• **Input material**:

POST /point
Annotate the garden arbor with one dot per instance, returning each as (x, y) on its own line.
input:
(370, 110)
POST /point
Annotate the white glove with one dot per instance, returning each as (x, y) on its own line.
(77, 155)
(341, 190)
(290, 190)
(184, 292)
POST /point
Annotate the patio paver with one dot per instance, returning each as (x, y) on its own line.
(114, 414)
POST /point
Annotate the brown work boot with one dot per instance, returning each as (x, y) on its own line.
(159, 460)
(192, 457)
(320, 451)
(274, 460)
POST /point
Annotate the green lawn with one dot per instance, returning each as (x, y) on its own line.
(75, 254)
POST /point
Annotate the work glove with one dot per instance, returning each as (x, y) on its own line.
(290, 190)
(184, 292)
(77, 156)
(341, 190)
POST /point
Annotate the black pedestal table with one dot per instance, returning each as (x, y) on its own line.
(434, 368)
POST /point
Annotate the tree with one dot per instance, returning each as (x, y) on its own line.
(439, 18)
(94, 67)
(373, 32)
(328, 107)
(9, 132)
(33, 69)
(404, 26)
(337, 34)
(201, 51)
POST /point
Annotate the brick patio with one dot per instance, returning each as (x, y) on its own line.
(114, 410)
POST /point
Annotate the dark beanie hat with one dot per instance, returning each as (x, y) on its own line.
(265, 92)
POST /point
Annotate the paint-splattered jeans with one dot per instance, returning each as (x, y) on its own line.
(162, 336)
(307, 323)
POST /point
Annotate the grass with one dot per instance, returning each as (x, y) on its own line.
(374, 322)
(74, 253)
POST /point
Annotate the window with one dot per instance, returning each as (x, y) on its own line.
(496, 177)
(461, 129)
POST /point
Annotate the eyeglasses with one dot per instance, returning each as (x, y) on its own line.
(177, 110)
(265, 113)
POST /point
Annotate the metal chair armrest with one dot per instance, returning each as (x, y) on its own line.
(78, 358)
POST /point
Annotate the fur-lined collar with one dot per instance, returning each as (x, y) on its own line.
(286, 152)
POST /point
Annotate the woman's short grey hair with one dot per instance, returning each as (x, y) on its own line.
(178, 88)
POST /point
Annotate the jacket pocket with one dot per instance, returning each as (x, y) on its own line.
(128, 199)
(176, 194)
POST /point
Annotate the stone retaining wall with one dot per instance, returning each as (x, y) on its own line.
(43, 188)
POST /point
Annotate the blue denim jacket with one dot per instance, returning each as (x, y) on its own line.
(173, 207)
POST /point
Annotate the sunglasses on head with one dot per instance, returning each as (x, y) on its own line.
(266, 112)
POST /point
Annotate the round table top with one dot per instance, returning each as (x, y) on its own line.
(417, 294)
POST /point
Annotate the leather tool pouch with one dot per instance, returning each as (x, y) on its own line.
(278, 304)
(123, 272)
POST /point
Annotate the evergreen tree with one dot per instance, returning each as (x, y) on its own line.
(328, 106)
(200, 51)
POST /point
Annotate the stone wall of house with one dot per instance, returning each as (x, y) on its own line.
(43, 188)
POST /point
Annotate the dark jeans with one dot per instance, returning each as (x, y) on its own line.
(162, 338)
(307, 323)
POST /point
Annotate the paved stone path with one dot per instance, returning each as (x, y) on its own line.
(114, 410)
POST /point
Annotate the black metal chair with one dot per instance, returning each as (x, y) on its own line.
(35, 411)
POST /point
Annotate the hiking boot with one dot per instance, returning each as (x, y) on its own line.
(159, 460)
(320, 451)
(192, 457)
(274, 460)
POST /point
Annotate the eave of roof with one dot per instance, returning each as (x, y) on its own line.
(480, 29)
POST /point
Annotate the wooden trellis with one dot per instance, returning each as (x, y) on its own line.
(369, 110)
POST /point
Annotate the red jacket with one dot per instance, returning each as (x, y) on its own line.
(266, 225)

• **Brief**:
The material above is to be reproduced exactly as written.

• **Result**:
POST /point
Annotate the garden arbor with one dot per instance, returning each as (x, y) on its own line.
input:
(370, 110)
POST /point
Annotate the white glove with one dot per instance, returning each as (x, y) on its own line.
(77, 155)
(341, 190)
(290, 190)
(184, 292)
POST /point
Annotate the patio paver with one dot per instance, returning each as (x, y) on its own line.
(114, 414)
POST /point
Annotate the brown work boot with one dot per instance, returning each as (x, y) on its own line.
(159, 460)
(192, 457)
(320, 451)
(274, 460)
POST /point
Annotate the green lawn with one dot per instance, returning each as (x, y) on its own line.
(75, 254)
POST /point
Annotate the work glove with one dot per instance, returning each as (x, y) on its own line.
(290, 190)
(184, 292)
(77, 156)
(341, 190)
POST /point
Annotate the black pedestal table with one dot per instance, returning each as (x, y) on its own line.
(434, 368)
POST /point
Annotate the tree with one dot per instance, returning each as (x, y) on its own line.
(439, 18)
(94, 67)
(373, 32)
(328, 107)
(9, 132)
(33, 69)
(404, 26)
(337, 34)
(201, 51)
POST /point
Annotate the brick patio with one dot per instance, returning each as (x, y) on its own line.
(114, 410)
POST /point
Annotate the dark beanie hat with one dot per instance, returning each as (x, y) on its own line.
(265, 92)
POST /point
Annotate the paint-splattered jeans with one dot per instance, returning each as (x, y) on its own line.
(162, 336)
(307, 323)
POST /point
Annotate the grass with one dot per instance, returning each as (x, y) on its own line.
(374, 322)
(74, 253)
POST /point
Annotate the window with one dot per instance, returning each as (x, y) on its own line.
(496, 177)
(461, 129)
POST /point
Annotate the eyeglasses with one dot per instance, returning each as (x, y) on its own line.
(177, 110)
(265, 113)
POST /point
Annotate the metal chair armrest with one dot per instance, returning each as (x, y) on its own line.
(78, 358)
POST /point
Annotate the fur-lined collar with one dot per instance, returning each as (x, y) on its own line.
(286, 152)
POST /point
Annotate the woman's short grey hair with one dot per instance, returning each as (x, y) on its own line.
(178, 88)
POST /point
Annotate the jacket pocket with one dot per instance, returning each as (x, y) on its own line.
(128, 199)
(176, 194)
POST /point
Annotate the stone retaining wall with one dot per instance, returning each as (x, y) on its own line.
(43, 188)
POST /point
Annotate the blue denim jacket with one dot per instance, returning each as (x, y) on its own line.
(173, 207)
POST /point
Annotate the sunglasses on head with one dot per instance, returning each as (x, y) on its own line.
(266, 112)
POST /point
Annotate the round table top with one dot per instance, returning each as (x, y) on its own line.
(417, 294)
POST /point
Annotate the leather tool pouch with one dot per instance, returning each as (x, y) on its own line.
(278, 304)
(123, 272)
POST /point
Annotate the evergreen tree with one dot per instance, returning each as (x, y) on its own line.
(328, 106)
(200, 51)
POST /point
Annotate the stone wall of house with one dot per instance, returning each as (x, y) on its own line.
(43, 188)
POST /point
Annotate the dark jeans with one dot per instance, returning each as (x, y) on its own line.
(162, 338)
(307, 323)
POST /point
Annotate the paved stone path with one dot per instance, returning each as (x, y) on its own line.
(114, 410)
POST /point
Annotate the black metal chair with one dot per instance, returning each as (x, y) on its own line.
(35, 411)
POST /point
Annotate the hiking boot with one dot per instance, returning each as (x, y) on its own line.
(159, 460)
(320, 451)
(192, 457)
(274, 460)
POST /point
Annotate the eave of roof with one dot per instance, returning each as (x, y) on its own line.
(480, 29)
POST /point
Annotate the wooden trellis with one dot per instance, returning each as (x, y) on its own line.
(369, 110)
POST /point
Annotate the red jacket with one dot per instance, returning each as (x, y) on its own line.
(266, 225)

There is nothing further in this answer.